• Apply what you read
#1 According to the passage on the Vijana Tambua Afya project, how many local health providers did the research team train?
#2 Continue the passage on the Vijana Tambua Afya project, picking up right after its final sentence.

• Document extract

────────────────

The project is funded by an R01 grant from the National Institutes of Health and focuses on bridging partnerships between community health clinics, local schools, parents and local public health agencies. Rather than wait for youth to seek out health services, Vijana Tambua Afya brings entire classrooms of students into clinics for wellness visits.

Thus far, the project has engaged over 1,000 adolescents from 20 primary schools to study how a wellness visit impacts adolescents’ use of health services. To conduct the study, the research team trained more than 60 local health providers to offer wellness clinical visits — including vision, nutrition, dental, and mental health screenings, as well as reproductive health information and services — for adolescents in 10 of the selected schools.

This proactive and preventive intervention flips the traditional health services model by prioritizing adolescent health in low- and middle-income countries, where youth health typically is addressed only after a health issue has emerged. By contrast, Vijana Tambua Afya prioritizes the health of all adolescents up front by working with partner schools to bring these youth to health clinics during their last year of primary school.

“We need to start paying attention to all youth instead of waiting for them to have problems so we can build their confidence engaging with healthcare providers,” said project principal investigator Joy Noel Baumgartner, Ph.D., associate professor and Wallace Kuralt Early Career Distinguished Scholar in the School of Social Work.

────────────────

• Supplied records
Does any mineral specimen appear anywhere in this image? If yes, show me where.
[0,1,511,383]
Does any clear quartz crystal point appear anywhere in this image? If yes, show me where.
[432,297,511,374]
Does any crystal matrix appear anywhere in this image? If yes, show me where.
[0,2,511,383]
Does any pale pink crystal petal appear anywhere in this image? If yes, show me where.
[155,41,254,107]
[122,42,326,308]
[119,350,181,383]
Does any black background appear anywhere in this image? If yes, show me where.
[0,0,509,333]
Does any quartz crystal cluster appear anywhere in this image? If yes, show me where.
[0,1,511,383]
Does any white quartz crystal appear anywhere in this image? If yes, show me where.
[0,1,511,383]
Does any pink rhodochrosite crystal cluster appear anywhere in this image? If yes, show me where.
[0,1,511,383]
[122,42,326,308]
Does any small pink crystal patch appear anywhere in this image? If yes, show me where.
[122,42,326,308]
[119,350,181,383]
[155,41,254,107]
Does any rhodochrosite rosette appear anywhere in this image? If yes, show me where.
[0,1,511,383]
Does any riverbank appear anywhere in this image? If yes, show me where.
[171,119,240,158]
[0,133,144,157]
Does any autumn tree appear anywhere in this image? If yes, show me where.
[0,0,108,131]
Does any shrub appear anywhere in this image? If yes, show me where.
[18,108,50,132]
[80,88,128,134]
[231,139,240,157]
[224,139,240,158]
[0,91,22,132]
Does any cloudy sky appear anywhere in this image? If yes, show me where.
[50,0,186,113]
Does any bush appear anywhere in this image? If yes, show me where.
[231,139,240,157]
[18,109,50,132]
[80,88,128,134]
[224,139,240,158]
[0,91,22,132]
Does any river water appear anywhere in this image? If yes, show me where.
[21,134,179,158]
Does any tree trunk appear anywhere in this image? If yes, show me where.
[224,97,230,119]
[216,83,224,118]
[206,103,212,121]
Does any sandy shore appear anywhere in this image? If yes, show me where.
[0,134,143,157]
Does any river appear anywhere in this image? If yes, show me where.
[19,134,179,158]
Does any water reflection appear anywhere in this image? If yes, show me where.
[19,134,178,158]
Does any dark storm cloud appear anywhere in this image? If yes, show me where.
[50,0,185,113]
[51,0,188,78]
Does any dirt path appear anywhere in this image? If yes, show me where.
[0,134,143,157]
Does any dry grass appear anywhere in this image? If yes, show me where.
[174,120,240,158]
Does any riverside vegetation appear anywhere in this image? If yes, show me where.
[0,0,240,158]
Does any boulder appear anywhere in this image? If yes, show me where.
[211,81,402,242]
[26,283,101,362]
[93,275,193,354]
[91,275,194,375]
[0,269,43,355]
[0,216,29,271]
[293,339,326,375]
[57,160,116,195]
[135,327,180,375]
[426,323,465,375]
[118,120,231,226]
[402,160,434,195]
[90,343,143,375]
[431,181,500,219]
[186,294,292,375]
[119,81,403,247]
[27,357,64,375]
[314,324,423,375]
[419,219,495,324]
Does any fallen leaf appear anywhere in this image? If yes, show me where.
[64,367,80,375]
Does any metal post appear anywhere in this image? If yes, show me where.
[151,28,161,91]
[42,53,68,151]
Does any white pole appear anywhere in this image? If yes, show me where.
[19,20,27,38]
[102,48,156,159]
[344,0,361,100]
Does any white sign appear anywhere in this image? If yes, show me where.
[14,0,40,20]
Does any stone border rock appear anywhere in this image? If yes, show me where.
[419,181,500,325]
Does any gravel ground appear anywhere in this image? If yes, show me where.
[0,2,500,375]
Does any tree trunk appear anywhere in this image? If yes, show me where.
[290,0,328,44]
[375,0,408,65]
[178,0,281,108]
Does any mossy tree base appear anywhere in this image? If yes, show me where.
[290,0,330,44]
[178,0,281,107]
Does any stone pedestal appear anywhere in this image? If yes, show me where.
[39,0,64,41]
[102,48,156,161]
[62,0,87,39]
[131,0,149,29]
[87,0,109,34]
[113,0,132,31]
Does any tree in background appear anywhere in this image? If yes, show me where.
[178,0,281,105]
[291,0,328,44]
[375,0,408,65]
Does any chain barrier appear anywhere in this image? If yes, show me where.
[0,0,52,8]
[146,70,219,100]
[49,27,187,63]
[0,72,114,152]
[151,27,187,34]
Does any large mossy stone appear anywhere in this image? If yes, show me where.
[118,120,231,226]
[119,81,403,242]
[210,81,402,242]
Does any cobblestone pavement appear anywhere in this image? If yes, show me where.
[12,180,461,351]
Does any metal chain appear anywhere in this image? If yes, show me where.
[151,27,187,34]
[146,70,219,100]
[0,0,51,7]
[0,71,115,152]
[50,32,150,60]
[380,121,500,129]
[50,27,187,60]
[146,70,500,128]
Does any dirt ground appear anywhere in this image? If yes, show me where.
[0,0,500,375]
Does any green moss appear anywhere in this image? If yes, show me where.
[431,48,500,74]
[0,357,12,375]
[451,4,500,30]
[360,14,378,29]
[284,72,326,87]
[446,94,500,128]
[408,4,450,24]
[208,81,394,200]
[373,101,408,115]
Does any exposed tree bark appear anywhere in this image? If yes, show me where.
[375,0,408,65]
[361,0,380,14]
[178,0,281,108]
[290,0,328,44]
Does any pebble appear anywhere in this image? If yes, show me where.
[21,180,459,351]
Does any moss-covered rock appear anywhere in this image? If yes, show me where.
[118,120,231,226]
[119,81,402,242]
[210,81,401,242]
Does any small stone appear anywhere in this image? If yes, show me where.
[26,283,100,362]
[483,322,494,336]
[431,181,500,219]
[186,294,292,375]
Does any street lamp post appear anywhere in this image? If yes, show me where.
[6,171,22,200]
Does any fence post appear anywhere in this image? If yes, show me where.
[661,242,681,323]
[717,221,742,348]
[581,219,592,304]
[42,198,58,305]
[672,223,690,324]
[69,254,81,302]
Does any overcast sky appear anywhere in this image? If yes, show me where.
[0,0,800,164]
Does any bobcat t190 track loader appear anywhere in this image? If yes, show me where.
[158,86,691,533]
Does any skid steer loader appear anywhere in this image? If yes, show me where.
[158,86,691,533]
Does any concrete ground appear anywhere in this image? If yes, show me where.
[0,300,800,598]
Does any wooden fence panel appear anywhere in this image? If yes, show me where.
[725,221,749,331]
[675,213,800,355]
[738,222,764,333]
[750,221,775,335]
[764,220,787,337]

────────────────

• Responses by task
#1 More than 60 local health providers.

#2
Beyond identifying students’ current health issues, the study’s further payoff will come in 30 months, when the research team reconnects with these adolescents to assess whether their clinic visit increased their likelihood of obtaining follow-up care. They will also study whether the clinic visit increased students’ health-promoting behaviors in later adolescence, especially testing for HIV, which is endemic in Tanzania.

The timing of the wellness visit — occurring around age 13 or 14 — is crucial. Not only does universal school enrollment often end after primary school in lower-resource settings, but the end of primary school also often coincides with puberty and risky activities that can lead to unintended pregnancies and sexually transmitted infections.

This school-facilitated, clinic-based visit model required the deep community buy-in that results from long-term commitments founded on collaboration and trust. It helps that Baumgartner and her co-principal investigator Sylvia Kaaya, MD, Ph.D., professor of psychiatry and mental health at Muhimbili University, have collaborated on adolescent-focused and mental health initiatives in Tanzania for over 20 years.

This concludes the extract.